* **TRY IT**: If a line appears in the data below, it must appear in your answer exactly as given.

* **EXERCISE MATERIAL**:
^^^^
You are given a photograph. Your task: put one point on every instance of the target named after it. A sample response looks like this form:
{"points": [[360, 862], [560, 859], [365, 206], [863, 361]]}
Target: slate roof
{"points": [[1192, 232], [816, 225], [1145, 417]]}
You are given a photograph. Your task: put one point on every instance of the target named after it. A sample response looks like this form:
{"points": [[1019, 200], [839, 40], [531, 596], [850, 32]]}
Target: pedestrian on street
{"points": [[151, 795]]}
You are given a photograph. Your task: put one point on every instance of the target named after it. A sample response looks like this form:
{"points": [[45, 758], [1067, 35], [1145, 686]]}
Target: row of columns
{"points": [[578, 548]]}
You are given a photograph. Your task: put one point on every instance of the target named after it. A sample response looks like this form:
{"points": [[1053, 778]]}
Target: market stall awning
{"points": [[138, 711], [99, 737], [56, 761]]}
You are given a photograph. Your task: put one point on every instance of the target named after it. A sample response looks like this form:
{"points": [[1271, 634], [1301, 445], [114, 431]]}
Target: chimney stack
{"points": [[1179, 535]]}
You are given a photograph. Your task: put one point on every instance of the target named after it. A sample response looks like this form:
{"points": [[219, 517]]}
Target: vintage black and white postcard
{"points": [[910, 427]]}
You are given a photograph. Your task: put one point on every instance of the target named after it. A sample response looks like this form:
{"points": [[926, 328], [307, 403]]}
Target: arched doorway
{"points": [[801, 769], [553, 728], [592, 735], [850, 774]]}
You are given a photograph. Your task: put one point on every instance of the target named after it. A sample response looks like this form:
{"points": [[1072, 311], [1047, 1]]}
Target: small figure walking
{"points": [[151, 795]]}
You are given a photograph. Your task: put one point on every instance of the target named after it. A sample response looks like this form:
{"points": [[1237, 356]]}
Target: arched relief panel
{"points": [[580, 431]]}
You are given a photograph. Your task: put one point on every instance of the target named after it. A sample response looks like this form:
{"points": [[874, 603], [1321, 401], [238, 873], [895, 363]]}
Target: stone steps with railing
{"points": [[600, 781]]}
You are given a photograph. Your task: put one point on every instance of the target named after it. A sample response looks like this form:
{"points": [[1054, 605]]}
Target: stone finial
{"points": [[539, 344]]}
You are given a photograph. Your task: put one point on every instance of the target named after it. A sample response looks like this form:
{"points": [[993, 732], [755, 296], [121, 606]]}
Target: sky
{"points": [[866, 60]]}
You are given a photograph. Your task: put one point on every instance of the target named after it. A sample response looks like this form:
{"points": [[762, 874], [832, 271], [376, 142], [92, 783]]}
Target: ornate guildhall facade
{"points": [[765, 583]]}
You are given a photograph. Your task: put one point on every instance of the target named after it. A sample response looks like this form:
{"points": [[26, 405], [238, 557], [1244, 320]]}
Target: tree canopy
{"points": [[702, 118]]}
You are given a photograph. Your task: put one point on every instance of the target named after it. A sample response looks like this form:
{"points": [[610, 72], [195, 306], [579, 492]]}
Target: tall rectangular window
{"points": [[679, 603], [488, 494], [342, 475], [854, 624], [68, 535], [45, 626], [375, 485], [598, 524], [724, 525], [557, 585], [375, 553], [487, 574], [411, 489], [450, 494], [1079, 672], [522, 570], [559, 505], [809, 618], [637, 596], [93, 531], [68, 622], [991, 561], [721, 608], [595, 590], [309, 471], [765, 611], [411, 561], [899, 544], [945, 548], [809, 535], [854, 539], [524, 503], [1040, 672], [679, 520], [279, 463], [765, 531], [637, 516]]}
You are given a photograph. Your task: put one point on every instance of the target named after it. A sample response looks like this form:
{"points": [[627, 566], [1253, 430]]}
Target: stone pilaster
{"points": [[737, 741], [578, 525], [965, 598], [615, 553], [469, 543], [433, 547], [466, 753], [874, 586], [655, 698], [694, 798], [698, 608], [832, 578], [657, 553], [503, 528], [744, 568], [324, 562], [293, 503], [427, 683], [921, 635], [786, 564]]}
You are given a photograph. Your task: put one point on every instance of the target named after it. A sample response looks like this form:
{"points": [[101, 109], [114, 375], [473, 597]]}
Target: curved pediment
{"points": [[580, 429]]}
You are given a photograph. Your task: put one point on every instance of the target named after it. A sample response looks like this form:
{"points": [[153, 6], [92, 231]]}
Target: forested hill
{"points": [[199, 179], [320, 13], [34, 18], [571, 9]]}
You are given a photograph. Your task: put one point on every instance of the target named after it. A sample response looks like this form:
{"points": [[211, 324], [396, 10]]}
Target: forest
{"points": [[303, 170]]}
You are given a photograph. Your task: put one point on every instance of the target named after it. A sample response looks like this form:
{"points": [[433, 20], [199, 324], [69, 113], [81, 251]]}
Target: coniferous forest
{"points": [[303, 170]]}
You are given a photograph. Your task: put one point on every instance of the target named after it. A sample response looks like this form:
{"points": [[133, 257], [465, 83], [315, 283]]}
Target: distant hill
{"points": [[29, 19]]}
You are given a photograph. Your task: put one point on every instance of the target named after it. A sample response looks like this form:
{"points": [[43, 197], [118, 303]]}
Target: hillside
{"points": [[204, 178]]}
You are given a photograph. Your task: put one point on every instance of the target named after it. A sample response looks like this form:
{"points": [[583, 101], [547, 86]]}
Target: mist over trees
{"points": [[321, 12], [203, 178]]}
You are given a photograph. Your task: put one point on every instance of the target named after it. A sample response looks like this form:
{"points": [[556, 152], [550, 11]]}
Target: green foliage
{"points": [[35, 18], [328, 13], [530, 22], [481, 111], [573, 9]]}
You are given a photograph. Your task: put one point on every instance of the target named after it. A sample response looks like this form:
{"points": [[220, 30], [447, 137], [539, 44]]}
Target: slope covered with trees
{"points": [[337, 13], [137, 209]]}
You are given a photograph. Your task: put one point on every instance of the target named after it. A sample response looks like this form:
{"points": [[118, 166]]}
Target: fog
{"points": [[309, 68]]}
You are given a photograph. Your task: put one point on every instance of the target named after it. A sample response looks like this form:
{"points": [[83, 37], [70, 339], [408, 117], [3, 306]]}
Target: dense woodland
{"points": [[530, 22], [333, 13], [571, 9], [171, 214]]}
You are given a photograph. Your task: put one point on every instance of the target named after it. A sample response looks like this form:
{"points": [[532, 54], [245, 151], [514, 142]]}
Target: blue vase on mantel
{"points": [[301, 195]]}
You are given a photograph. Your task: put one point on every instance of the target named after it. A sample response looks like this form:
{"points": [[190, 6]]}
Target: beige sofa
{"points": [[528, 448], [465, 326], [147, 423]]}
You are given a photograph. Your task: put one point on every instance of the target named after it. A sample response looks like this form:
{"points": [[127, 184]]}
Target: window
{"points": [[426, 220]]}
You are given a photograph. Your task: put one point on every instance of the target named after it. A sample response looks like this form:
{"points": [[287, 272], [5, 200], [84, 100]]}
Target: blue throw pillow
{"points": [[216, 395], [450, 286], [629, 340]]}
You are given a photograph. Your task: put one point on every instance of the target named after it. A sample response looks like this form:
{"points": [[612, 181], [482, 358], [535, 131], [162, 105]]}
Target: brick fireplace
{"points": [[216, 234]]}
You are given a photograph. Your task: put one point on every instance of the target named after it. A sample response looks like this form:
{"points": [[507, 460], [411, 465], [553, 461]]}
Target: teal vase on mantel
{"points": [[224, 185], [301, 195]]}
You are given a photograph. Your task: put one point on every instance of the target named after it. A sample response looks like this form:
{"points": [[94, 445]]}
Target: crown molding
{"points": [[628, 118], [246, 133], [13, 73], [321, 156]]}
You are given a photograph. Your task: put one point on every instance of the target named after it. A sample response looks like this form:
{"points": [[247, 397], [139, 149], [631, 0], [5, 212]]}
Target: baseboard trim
^^^^
* **ANSWER FOR THE TASK**:
You are given a photograph. Your task: put one point on every instance of the target named after it. A sample response looks like this form:
{"points": [[360, 862], [560, 859], [365, 206], [863, 361]]}
Target: slate roof
{"points": [[1192, 232], [816, 225], [1145, 417]]}
You are given a photograph. Your task: put one point on every instance of the target named after it. A sample response looks like this form:
{"points": [[1019, 200], [839, 40], [531, 596], [850, 32]]}
Target: pedestrian on street
{"points": [[151, 795]]}
You are given a photograph. Your task: put one point on every instance of the target named after it. A sample response looks like this form:
{"points": [[45, 758], [1067, 35], [1145, 686]]}
Target: row of columns
{"points": [[578, 548]]}
You are given a photograph. Your task: put one point on every instance of the target named after it. A sample response looks like this form:
{"points": [[1053, 778]]}
Target: market stall awning
{"points": [[138, 711], [99, 737], [56, 761]]}
You are given a photograph. Your task: put one point on every instance of the target named after it. A sample response looks like this form:
{"points": [[1271, 634], [1301, 445], [114, 431]]}
Target: chimney stack
{"points": [[1179, 535]]}
You are given a photograph. Your task: put one point on every instance of the target named after it. A sample response looks like this form:
{"points": [[219, 517]]}
Target: vintage black and white postcard
{"points": [[910, 427]]}
You are given a photograph. Your task: put one point on every instance of the target named after it. A sample response looks like this form:
{"points": [[926, 328], [307, 403]]}
Target: arched doorway
{"points": [[801, 769], [553, 728], [592, 735], [850, 774]]}
You are given a photograph. Your task: put one point on every instance of the target named after it. A sample response looks like this form:
{"points": [[1072, 311], [1047, 1]]}
Target: small figure walking
{"points": [[151, 795]]}
You are given a photograph. Your task: put one point on every instance of the target named after it. A sample response looks like this form:
{"points": [[1237, 356]]}
Target: arched relief panel
{"points": [[580, 431]]}
You are given a photograph. Your task: put one point on every instance of the target named after it. A sample response looks like this form:
{"points": [[874, 603], [1321, 401], [238, 873], [895, 363]]}
Target: stone steps with railing
{"points": [[600, 781]]}
You are given a photograph. Your task: put one point on every instance of the target named after it. A sample response looks like this form:
{"points": [[1054, 605]]}
Target: stone finial
{"points": [[539, 344]]}
You are given a photograph. Your task: put one point on every instance of the target named after it. A sample response looks like this form:
{"points": [[993, 732], [755, 296], [121, 606]]}
Target: sky
{"points": [[866, 60]]}
You are given a photograph. Your task: put one point on every instance of the target named after it. A sample response looks like this form:
{"points": [[762, 874], [832, 271], [376, 142], [92, 783]]}
Target: ornate guildhall facade
{"points": [[765, 583]]}
You are given a photograph. Your task: put one point on every instance of the target named after it. A sample response looks like this form:
{"points": [[26, 405], [238, 557], [1244, 320]]}
Target: tree canopy
{"points": [[702, 118]]}
You are given a photograph. Your task: put one point on every instance of the target named after it. A sample response looks like this form:
{"points": [[610, 72], [195, 306], [579, 492]]}
Target: tall rectangular window
{"points": [[679, 603], [488, 494], [342, 475], [854, 624], [68, 535], [45, 626], [375, 485], [598, 524], [724, 525], [557, 585], [375, 553], [487, 574], [411, 489], [450, 494], [1079, 672], [522, 570], [559, 505], [809, 618], [637, 596], [93, 531], [68, 622], [991, 561], [721, 608], [595, 590], [309, 471], [765, 611], [411, 561], [899, 544], [945, 548], [809, 535], [854, 539], [524, 503], [1040, 672], [679, 520], [279, 463], [765, 531], [637, 516]]}
You are given a photograph. Your task: put one point on every instance of the target named after it. A sample response looks like this form:
{"points": [[627, 566], [1253, 430]]}
Target: stone pilaster
{"points": [[737, 741], [578, 525], [965, 598], [615, 553], [469, 543], [433, 547], [466, 753], [874, 586], [655, 698], [694, 798], [698, 608], [832, 578], [657, 553], [503, 528], [744, 568], [324, 562], [293, 503], [427, 683], [921, 635], [786, 564]]}
You are given a photograph. Your task: put one point on every instance of the target named after it. A sample response looks like this form:
{"points": [[101, 109], [114, 375], [473, 597]]}
Target: curved pediment
{"points": [[580, 429]]}
You are given a photograph. Your task: put one point on every instance of the target named after it. A sample response looks like this form:
{"points": [[153, 6], [92, 231]]}
Target: forested hill
{"points": [[199, 179], [320, 13], [34, 18], [571, 9]]}
You are given a photograph. Your task: put one point on every instance of the target named after it. A sample response looks like this form:
{"points": [[211, 324], [396, 10]]}
Target: forest
{"points": [[303, 170]]}
You are given a photograph. Your task: put one point on every instance of the target named after it. A sample response looks like this form:
{"points": [[433, 20], [199, 324], [69, 113], [81, 251]]}
Target: coniferous forest
{"points": [[303, 170]]}
You are given a photograph. Your task: put one point on every instance of the target named after it. A sample response looks like this form:
{"points": [[133, 257], [465, 83], [315, 283]]}
Target: distant hill
{"points": [[29, 19]]}
You are given a photograph. Your task: put one point on every instance of the target named after it. A sample response looks like this form:
{"points": [[43, 197], [118, 303]]}
Target: hillside
{"points": [[204, 178]]}
You are given a photograph. Your task: put one point on every instance of the target named after it. A sample response looks like this form:
{"points": [[583, 101], [547, 86]]}
Target: mist over trees
{"points": [[321, 12], [203, 178]]}
You are given a photograph. Your task: put one point on every instance of the target named after it. A sample response looks like this form:
{"points": [[556, 152], [550, 11]]}
Target: green foliage
{"points": [[35, 18], [328, 13], [530, 22], [481, 111], [573, 9]]}
You are given a photograph. Your task: put one point on every instance of the target named after it. A sample response looks like this form:
{"points": [[220, 30], [447, 137], [539, 44]]}
Target: slope covered with trees
{"points": [[337, 13], [137, 209]]}
You are given a photograph. Your task: put one point on every instance of the target named after it. A sample response looks like this form:
{"points": [[118, 166]]}
Target: fog
{"points": [[309, 68]]}
You are given a photograph. Your task: put one point on every instance of the target named after it. A sample response looks like this form:
{"points": [[83, 37], [70, 339], [408, 117], [3, 306]]}
Target: dense woodland
{"points": [[530, 22], [333, 13], [571, 9], [171, 214]]}
You are given a photograph. Your task: put one point on every instance of the target named after it. A sample response looks like this form:
{"points": [[532, 54], [245, 151], [514, 142]]}
Target: blue vase on mantel
{"points": [[301, 195]]}
You are given a photograph. Your task: put one point on every instance of the target named after it. A sample response looks like this form:
{"points": [[190, 6]]}
Target: beige sofa
{"points": [[528, 448], [465, 326], [147, 423]]}
You are given a photograph. Your task: put one point on every instance of the target named after it. A sample response looks like this form:
{"points": [[127, 184]]}
Target: window
{"points": [[426, 220]]}
You are given a photograph. Your task: put one point on every instance of the target named after it. A sample response looks like this form:
{"points": [[287, 272], [5, 200], [84, 100]]}
Target: blue throw pillow
{"points": [[216, 395], [450, 286], [629, 340]]}
You are given a photograph. Your task: put one point on every instance of the target named after it. A sample response looks like this form:
{"points": [[612, 181], [482, 358], [535, 131], [162, 105]]}
Target: brick fireplace
{"points": [[216, 234]]}
You are given a photograph. Your task: put one point on every instance of the target named after it. A sample response looks like this form:
{"points": [[507, 460], [411, 465], [553, 461]]}
Target: teal vase on mantel
{"points": [[224, 185], [301, 195]]}
You are given a photograph. Your task: put one point on every instance of the target named after it. A sample response looks like this form:
{"points": [[94, 445]]}
Target: crown molding
{"points": [[628, 118], [246, 133], [13, 73], [321, 156]]}
You are given a photograph. Your task: put one point on every instance of the target named after it. A sample response looks like this form:
{"points": [[247, 397], [139, 149], [631, 0], [5, 212]]}
Target: baseboard trim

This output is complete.